SOURCE EXCERPT:
Start => OneTerm:t TERMINATOR ;

OneTerm => Term:t  { timetosaygoodbye = true; return t; } ;

Term => 
   VARIABLE:v { return new variable(v); } 

|  DOUBLE : d { return new constant< double > (d); } 

|  INTEGER : i { return new constant< bigint > (i); } 

|  IDENTIFIER : id { return new functional( function( id, 0 )); } 

|  QUOTEDIDENTIFIER : id { return new functional( function( id, 0 )); } 

|  GLUEDIDENTIFIER : id LPAR MaybeTerms : args RPAR 
      { size_t ar = args. size( );
        return new functional( function( id, ar ), std::move( args ));
      }

|  GLUEDQUOTEDIDENTIFIER : id LPAR MaybeTerms : args RPAR
      { size_t ar = args. size( );
        return new functional( function( id, ar ), std::move( args ));
      }

|  Prefix:op Term:t
%requires
   { return canreduce( synt, op, lookahead. value( )); }
%reduces 
   { return new functional( function( op. str, 1 ), { t } ); } 

|  Term:t1 Infix:op Term:t2 
%requires
   { return canreduce( synt, op, lookahead. value( )); }
%reduces 
   { return new functional( function( op. str, 2 ), { t1, t2 } ); }    

|  Term:t Postfix:op 
%reduces
   { return new functional( function( op. str, 1 ), { t } ); }

|  LPAR Term:t RPAR { return t; } 

|  LSQBRACKET MaybeTerms :args ListEnd :end RSQBRACKET
   { auto res = end;
     size_t i = args. size( );
     while( i -- )

EXERCISE REQUIREMENTS:
- 1) In the grammar excerpt, what value does the OneTerm rule assign to timetosaygoodbye before it returns t?
- 2) List every token name in the grammar excerpt that ends in "IDENTIFIER".

DATASET ENTRIES:
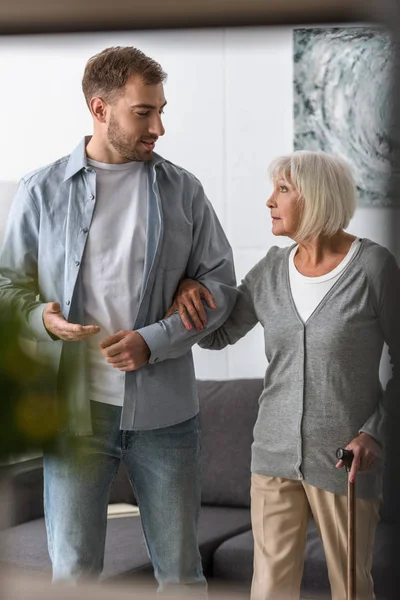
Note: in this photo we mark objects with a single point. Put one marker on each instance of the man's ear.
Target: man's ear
(98, 108)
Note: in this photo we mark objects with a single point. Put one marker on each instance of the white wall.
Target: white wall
(229, 113)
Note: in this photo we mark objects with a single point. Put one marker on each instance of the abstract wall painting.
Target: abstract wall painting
(342, 102)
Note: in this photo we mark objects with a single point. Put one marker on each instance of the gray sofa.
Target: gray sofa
(228, 413)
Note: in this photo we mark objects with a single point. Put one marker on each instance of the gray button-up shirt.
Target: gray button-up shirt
(40, 262)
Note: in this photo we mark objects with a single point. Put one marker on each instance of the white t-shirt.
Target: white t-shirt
(112, 267)
(308, 292)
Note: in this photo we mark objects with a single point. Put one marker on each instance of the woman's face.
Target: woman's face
(285, 208)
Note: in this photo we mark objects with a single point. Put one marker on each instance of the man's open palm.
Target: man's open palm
(56, 324)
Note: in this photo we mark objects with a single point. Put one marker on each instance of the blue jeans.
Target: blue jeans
(164, 468)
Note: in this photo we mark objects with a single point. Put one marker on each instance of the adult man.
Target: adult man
(104, 236)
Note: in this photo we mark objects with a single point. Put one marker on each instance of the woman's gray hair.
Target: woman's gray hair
(326, 189)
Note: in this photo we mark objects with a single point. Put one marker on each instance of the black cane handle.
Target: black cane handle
(346, 456)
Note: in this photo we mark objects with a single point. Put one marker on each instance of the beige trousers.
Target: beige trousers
(280, 511)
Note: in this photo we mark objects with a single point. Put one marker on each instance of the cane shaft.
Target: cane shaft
(351, 542)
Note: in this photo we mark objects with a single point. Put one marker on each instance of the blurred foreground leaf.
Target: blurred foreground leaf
(29, 415)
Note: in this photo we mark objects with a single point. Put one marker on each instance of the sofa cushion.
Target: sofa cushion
(228, 411)
(25, 545)
(233, 561)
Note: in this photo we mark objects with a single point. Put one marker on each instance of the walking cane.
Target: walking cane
(347, 457)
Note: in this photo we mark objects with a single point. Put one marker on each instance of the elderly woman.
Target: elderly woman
(327, 303)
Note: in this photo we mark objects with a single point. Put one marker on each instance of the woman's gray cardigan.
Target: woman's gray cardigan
(322, 385)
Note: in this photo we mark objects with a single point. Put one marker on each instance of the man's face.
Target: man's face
(134, 121)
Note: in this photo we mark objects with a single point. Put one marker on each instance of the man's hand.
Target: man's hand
(55, 323)
(125, 350)
(188, 303)
(367, 453)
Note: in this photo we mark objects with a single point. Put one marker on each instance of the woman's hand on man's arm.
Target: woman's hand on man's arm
(188, 302)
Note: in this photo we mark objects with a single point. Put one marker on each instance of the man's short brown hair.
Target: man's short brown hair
(106, 73)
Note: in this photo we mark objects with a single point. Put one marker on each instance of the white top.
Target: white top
(308, 292)
(112, 267)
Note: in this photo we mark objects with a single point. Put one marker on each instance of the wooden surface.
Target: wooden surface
(38, 16)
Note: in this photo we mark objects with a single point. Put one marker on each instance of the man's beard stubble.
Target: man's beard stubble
(119, 142)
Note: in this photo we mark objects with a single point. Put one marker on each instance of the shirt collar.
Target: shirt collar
(78, 159)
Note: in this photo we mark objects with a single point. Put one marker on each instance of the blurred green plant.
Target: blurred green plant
(30, 417)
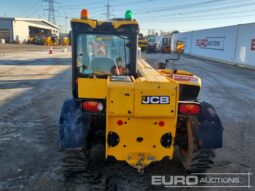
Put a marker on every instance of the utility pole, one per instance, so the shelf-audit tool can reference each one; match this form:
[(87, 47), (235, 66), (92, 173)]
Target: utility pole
[(66, 23), (108, 10), (51, 10)]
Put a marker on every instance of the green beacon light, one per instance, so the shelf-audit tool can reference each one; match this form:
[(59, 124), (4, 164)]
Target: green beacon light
[(128, 15)]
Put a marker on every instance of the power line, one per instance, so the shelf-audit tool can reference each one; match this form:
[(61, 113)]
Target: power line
[(210, 15), (180, 7), (205, 11), (51, 10)]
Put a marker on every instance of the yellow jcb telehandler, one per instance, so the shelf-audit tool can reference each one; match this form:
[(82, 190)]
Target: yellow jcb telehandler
[(134, 112)]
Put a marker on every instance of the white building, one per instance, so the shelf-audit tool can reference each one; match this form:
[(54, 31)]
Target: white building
[(16, 29), (231, 44)]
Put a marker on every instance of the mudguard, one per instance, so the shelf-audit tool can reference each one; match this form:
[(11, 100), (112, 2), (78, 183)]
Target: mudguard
[(209, 130), (74, 126)]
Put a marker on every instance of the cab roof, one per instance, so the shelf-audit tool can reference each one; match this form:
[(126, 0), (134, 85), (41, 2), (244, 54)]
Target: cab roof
[(115, 23)]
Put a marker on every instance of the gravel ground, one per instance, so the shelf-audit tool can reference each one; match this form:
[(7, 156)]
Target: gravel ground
[(33, 86)]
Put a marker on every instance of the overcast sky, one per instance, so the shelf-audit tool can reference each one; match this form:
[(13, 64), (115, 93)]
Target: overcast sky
[(166, 15)]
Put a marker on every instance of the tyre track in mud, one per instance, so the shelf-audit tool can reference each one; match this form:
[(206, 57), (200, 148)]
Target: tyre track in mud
[(29, 149)]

OUTPUTS IN ORDER:
- 1) true

- 2) IDENTIFIER, QUOTEDIDENTIFIER, GLUEDIDENTIFIER, GLUEDQUOTEDIDENTIFIER